### Given problem
Copy only what runs from the line containing "For every instance of the protective" through the end of the material below, line for line, with both ends included.

-- BEGIN Data provided --

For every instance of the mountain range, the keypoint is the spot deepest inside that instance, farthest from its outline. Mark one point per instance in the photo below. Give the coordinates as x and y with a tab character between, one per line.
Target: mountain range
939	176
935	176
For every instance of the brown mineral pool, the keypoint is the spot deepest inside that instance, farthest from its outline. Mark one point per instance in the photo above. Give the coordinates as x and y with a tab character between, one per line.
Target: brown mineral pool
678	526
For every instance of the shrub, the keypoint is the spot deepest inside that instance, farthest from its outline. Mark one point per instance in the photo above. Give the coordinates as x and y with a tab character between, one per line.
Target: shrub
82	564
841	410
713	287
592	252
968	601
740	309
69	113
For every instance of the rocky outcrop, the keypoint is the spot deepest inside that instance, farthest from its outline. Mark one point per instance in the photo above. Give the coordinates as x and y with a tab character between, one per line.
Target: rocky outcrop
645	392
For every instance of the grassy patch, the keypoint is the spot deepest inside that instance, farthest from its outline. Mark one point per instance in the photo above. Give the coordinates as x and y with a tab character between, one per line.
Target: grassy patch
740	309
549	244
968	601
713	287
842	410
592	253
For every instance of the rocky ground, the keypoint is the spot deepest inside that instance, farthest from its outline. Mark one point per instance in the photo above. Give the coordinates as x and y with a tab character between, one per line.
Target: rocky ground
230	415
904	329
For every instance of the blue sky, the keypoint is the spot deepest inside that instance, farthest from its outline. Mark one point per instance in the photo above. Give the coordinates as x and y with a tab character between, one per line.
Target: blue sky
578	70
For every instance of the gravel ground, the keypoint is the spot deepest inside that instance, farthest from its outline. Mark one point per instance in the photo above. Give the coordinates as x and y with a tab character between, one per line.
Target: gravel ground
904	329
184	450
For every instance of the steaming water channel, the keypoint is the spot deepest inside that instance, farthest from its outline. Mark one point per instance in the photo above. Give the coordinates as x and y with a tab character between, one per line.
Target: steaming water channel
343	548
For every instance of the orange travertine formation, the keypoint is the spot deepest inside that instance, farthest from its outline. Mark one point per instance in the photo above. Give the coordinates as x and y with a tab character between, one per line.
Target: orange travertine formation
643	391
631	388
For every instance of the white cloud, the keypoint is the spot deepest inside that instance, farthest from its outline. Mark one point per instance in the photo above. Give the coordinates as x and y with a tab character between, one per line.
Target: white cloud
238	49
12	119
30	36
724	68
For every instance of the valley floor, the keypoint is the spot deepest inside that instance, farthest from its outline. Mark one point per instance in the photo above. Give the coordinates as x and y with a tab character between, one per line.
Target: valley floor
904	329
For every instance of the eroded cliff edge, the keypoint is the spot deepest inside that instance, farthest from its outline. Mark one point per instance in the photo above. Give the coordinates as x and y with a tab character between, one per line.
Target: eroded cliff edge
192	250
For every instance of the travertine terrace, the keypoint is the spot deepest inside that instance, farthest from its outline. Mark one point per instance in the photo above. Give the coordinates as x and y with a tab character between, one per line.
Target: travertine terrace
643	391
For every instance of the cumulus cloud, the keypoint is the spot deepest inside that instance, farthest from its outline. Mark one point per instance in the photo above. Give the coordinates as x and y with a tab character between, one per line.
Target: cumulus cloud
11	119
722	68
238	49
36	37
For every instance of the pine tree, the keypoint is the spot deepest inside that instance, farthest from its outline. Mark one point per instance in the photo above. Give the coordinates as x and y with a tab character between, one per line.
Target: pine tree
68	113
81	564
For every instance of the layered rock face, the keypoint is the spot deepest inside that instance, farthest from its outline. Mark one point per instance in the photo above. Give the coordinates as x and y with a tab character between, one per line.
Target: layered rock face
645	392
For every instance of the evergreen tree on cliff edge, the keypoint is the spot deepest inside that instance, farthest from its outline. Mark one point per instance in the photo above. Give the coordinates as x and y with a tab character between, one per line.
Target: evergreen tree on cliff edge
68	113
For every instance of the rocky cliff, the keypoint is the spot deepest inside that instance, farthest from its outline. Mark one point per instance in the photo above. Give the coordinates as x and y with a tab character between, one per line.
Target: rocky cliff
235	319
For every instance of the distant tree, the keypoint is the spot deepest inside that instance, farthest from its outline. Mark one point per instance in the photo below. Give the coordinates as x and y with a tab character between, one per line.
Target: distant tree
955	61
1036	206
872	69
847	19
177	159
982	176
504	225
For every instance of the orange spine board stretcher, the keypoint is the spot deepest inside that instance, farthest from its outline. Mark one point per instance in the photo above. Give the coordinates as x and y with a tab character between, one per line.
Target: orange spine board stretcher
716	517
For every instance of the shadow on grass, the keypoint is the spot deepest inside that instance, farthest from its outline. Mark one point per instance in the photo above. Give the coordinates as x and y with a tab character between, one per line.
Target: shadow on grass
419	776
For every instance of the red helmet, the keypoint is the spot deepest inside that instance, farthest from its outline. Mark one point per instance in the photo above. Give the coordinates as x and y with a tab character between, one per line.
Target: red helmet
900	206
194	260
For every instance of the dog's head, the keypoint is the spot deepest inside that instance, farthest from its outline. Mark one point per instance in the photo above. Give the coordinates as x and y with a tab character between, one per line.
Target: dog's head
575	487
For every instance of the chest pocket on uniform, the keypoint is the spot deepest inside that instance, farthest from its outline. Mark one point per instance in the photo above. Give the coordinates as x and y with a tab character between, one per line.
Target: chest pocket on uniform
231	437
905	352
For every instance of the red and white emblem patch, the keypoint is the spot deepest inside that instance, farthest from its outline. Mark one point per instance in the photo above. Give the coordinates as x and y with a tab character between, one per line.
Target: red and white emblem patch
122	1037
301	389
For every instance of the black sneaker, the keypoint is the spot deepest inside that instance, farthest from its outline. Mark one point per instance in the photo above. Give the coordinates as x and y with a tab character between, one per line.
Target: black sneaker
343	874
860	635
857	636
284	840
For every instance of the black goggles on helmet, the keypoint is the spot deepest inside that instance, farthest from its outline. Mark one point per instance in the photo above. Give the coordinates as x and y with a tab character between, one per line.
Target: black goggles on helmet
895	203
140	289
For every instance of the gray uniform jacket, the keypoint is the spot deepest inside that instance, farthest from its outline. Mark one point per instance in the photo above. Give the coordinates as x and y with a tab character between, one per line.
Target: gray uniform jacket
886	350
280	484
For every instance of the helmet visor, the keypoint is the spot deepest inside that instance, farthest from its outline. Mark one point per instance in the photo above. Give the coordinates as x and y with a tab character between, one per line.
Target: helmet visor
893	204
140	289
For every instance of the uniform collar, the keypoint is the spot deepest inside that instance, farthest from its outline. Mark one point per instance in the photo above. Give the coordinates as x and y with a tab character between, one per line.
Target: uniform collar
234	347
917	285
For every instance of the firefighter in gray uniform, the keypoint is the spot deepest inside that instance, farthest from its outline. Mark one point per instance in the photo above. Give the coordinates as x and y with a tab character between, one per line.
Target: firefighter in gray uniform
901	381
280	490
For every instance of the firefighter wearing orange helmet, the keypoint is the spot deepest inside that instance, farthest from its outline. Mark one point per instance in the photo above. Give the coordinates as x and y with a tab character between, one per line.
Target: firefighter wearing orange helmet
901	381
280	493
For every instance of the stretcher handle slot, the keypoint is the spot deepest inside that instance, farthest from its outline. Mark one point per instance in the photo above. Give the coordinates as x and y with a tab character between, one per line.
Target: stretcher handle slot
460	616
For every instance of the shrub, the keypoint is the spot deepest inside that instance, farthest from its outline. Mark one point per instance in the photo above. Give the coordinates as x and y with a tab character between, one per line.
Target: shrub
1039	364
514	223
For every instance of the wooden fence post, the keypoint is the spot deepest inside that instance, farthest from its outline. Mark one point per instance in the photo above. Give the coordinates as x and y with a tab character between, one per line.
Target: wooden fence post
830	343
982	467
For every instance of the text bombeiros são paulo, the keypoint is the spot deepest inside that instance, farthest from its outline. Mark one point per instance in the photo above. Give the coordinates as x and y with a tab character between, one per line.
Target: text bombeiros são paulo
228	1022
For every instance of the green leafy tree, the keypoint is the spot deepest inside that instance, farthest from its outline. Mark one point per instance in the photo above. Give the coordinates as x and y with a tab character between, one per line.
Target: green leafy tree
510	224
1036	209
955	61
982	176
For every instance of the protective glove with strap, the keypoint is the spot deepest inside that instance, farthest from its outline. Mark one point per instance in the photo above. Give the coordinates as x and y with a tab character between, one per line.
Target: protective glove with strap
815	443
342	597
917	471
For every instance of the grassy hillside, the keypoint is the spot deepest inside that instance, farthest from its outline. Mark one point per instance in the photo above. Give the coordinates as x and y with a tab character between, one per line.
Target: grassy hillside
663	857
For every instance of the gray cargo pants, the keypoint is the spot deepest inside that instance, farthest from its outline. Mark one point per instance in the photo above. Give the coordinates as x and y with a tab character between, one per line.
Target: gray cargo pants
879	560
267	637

-- END Data provided --

### Task solution
For every instance of the protective glove with strap, the keypoint is the spot deepest inside that instance, farthest from its outline. Mark one point per instance in the photo above. Give the coordinates as x and y with a tab character between, one per line.
Target: protective glove with strap
815	443
342	597
917	471
For every instance of the grassy hillside, the keypoint is the spot deepest inside that instance, farthest from its outline. Mark one point per instance in the photo above. Give the coordinates as x and y with a tab character between, one per line.
Target: grassy hillside
663	857
For every instance of the gray cargo pants, the keypoint is the spot deepest inside that instance, farthest from its outline. Mark one point per instance in the photo above. Give the coordinates as x and y with a tab character between, one per line.
Target: gray cargo pants
879	560
267	637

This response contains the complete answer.